Could you copy, word for word, only the lines from the one containing "Expected: one point per instance of the eyebrow, each" through the last line of the records below, both included?

-- BEGIN WORKING DATA --

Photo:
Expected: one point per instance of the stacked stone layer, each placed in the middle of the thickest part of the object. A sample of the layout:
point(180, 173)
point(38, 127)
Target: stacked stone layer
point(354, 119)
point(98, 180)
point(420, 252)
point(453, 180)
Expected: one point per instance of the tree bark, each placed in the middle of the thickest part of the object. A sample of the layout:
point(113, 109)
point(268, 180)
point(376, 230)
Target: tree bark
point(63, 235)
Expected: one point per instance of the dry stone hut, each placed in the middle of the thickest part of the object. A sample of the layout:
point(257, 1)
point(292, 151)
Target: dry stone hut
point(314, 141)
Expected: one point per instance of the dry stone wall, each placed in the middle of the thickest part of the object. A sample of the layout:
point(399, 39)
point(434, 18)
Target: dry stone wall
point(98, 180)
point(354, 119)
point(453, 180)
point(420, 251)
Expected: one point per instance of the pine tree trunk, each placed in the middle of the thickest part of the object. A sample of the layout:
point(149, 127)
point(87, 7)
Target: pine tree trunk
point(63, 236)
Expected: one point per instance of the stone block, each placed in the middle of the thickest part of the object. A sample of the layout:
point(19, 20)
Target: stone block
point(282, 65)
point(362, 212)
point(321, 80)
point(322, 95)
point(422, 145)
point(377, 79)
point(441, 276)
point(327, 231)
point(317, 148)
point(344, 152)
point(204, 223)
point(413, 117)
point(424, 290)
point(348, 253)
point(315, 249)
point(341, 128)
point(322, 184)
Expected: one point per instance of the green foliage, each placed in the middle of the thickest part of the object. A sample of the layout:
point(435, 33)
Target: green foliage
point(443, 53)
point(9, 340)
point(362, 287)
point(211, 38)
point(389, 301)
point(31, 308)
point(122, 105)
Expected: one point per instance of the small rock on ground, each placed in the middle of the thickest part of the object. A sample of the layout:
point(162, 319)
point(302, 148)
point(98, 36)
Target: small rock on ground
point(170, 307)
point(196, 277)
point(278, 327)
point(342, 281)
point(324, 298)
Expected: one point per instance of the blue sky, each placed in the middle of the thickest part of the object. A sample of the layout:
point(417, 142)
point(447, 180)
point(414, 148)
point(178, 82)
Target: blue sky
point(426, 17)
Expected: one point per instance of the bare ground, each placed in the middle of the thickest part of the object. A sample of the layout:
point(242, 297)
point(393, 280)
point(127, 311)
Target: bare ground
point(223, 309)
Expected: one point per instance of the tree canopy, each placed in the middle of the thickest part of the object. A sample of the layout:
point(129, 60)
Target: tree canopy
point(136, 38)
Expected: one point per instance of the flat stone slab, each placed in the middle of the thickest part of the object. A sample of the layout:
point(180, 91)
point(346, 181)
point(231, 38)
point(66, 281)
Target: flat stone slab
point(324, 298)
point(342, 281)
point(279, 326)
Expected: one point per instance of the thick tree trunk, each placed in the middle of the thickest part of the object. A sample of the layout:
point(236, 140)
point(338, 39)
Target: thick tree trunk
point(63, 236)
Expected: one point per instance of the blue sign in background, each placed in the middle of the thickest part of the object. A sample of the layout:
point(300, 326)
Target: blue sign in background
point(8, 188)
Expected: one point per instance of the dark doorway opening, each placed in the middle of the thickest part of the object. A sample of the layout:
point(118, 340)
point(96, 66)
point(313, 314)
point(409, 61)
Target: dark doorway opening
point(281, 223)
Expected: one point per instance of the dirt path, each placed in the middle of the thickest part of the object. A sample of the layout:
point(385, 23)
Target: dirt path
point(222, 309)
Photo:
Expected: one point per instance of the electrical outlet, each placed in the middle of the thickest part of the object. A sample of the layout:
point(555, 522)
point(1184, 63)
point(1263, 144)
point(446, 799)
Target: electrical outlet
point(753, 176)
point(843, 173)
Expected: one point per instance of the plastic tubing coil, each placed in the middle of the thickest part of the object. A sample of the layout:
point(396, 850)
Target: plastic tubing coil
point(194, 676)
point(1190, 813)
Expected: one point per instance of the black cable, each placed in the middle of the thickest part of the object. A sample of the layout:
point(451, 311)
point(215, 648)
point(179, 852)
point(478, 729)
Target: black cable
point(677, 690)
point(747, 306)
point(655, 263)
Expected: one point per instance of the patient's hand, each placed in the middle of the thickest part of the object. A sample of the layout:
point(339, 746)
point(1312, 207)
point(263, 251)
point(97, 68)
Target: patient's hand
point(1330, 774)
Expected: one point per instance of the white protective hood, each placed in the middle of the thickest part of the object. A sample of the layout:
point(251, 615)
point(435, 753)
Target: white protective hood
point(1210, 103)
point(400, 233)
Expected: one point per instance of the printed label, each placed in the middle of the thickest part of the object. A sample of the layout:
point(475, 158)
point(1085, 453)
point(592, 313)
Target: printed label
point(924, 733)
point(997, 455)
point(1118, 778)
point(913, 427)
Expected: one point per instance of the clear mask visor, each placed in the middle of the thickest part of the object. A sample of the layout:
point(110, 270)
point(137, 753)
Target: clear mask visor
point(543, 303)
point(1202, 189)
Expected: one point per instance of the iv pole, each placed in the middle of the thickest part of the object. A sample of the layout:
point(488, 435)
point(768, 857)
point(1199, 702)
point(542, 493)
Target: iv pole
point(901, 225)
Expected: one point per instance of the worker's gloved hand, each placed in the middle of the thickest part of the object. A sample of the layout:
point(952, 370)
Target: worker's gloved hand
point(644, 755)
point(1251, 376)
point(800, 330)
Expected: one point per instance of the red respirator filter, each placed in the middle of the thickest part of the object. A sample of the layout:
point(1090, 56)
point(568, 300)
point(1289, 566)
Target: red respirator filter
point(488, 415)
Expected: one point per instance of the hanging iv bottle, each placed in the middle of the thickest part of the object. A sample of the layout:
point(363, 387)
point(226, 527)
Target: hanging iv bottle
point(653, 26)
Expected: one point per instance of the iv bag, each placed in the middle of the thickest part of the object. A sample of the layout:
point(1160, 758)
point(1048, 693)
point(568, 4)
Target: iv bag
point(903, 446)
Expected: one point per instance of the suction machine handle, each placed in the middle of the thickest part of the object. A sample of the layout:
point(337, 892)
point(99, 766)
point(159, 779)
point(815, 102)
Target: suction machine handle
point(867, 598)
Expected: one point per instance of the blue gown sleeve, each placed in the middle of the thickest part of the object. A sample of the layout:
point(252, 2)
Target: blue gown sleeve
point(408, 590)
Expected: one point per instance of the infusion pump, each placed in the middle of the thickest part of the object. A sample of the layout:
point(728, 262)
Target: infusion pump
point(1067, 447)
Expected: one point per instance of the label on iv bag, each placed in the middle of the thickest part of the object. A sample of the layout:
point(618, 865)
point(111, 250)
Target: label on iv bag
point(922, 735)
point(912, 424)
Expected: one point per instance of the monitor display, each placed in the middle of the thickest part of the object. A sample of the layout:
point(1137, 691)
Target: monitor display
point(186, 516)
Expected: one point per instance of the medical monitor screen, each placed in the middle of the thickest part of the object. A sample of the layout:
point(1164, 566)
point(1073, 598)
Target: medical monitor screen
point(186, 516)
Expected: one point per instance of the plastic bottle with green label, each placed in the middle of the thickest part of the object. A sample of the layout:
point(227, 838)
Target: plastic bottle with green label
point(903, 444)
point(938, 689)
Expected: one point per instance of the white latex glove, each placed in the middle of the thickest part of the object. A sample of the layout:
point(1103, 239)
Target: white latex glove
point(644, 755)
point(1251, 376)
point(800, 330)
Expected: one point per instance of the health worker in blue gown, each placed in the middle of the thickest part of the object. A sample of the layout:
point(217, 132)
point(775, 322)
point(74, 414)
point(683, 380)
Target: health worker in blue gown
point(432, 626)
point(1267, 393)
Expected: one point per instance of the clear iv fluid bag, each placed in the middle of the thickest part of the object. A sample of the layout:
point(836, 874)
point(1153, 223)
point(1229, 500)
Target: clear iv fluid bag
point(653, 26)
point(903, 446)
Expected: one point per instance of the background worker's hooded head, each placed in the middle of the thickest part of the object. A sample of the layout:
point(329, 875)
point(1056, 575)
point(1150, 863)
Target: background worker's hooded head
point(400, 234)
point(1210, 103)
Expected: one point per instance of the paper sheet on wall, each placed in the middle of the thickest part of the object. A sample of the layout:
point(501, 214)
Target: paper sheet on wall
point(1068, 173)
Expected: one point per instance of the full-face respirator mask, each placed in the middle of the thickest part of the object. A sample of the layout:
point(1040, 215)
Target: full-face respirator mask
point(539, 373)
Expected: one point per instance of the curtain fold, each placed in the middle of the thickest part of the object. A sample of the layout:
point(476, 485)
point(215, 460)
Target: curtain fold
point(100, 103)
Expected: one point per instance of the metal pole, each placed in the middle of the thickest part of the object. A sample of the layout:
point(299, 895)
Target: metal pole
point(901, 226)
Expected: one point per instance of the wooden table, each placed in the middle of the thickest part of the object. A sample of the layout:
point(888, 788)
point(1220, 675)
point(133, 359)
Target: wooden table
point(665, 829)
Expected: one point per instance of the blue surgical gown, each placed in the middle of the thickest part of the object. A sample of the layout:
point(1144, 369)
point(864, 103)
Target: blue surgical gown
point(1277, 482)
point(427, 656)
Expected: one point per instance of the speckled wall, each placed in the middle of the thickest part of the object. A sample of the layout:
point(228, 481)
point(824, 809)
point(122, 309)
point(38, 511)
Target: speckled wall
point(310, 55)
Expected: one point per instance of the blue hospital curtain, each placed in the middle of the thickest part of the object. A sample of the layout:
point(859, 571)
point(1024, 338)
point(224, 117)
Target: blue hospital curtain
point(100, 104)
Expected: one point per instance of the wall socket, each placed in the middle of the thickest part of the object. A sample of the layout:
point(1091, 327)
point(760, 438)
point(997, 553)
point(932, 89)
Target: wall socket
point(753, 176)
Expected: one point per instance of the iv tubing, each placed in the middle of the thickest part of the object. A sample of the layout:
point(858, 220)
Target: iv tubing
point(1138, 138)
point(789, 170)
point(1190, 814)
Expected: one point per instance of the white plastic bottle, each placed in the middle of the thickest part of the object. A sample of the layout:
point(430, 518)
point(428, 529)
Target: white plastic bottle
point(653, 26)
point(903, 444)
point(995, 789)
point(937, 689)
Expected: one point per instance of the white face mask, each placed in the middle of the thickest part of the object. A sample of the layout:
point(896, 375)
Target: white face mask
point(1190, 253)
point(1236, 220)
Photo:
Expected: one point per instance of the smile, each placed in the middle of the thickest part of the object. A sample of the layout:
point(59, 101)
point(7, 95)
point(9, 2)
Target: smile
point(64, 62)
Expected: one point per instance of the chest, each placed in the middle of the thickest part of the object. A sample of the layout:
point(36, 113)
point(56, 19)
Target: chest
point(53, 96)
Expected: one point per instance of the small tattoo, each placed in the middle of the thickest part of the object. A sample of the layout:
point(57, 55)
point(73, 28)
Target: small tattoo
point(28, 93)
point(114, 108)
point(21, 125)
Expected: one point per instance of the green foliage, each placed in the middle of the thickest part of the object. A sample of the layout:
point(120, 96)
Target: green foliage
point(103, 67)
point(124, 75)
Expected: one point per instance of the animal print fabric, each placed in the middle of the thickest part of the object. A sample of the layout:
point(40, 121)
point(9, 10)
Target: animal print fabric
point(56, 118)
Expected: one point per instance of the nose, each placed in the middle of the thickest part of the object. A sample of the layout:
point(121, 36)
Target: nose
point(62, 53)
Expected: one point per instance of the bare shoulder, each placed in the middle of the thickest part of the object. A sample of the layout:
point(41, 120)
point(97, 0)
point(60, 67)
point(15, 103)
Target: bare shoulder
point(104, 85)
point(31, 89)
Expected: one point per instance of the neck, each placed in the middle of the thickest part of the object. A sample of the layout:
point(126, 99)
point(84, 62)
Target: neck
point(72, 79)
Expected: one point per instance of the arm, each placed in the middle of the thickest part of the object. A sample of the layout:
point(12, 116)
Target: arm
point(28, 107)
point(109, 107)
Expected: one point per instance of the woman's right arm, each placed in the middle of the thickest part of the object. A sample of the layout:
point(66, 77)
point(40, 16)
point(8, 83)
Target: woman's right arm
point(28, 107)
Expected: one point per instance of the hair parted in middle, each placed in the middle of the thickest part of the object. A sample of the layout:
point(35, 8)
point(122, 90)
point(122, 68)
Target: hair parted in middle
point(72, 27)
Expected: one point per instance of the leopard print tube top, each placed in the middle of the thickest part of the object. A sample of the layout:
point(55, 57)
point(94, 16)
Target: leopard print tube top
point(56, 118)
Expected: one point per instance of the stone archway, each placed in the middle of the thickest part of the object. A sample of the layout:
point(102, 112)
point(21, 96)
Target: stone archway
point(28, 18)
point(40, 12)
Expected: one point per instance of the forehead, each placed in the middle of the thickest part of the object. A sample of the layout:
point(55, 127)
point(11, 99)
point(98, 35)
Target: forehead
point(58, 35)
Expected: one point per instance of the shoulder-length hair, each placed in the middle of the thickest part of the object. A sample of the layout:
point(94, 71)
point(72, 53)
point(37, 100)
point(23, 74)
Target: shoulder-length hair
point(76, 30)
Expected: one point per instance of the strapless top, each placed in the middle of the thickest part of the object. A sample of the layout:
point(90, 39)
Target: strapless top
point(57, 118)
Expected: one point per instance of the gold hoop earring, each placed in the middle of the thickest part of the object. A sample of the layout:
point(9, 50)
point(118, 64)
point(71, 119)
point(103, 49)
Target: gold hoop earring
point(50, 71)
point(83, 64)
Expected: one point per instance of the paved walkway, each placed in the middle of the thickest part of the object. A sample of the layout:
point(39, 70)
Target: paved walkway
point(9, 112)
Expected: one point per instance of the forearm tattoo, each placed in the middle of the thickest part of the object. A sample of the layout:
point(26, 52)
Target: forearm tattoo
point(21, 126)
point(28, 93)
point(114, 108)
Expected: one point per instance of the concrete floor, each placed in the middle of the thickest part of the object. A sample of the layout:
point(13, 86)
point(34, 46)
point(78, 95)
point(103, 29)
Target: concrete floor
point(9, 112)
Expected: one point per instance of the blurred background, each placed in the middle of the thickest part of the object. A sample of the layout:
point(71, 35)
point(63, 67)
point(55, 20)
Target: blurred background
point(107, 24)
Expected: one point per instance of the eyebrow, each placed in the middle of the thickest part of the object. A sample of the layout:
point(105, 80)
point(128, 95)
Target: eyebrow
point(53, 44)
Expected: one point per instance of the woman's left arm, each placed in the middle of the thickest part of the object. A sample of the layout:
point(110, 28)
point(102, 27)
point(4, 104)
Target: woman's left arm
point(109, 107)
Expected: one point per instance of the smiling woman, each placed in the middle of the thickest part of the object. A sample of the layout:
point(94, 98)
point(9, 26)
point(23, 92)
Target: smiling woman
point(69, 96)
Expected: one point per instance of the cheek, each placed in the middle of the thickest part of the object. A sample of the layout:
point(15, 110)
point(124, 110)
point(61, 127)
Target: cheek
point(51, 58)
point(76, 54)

-- END WORKING DATA --

* [OUTPUT OF THE EXERCISE]:
Expected: one point per instance of the eyebrow, each placed in the middle of the thickest part of the object. A sample of the layout:
point(105, 80)
point(128, 95)
Target: eyebrow
point(53, 44)
Expected: one point per instance of the woman's left arm, each placed in the middle of the thickest part of the object. A sample of the layout:
point(110, 28)
point(102, 27)
point(4, 104)
Target: woman's left arm
point(109, 107)
Expected: one point per instance of the smiling woman, each placed in the middle of the thickest part of the object. A sample of the layout:
point(94, 98)
point(9, 26)
point(23, 92)
Target: smiling woman
point(69, 96)
Expected: one point per instance of the cheek, each placed in the middle of the thickest part of the object. A sample of the layout:
point(15, 110)
point(124, 110)
point(61, 127)
Target: cheek
point(51, 58)
point(76, 54)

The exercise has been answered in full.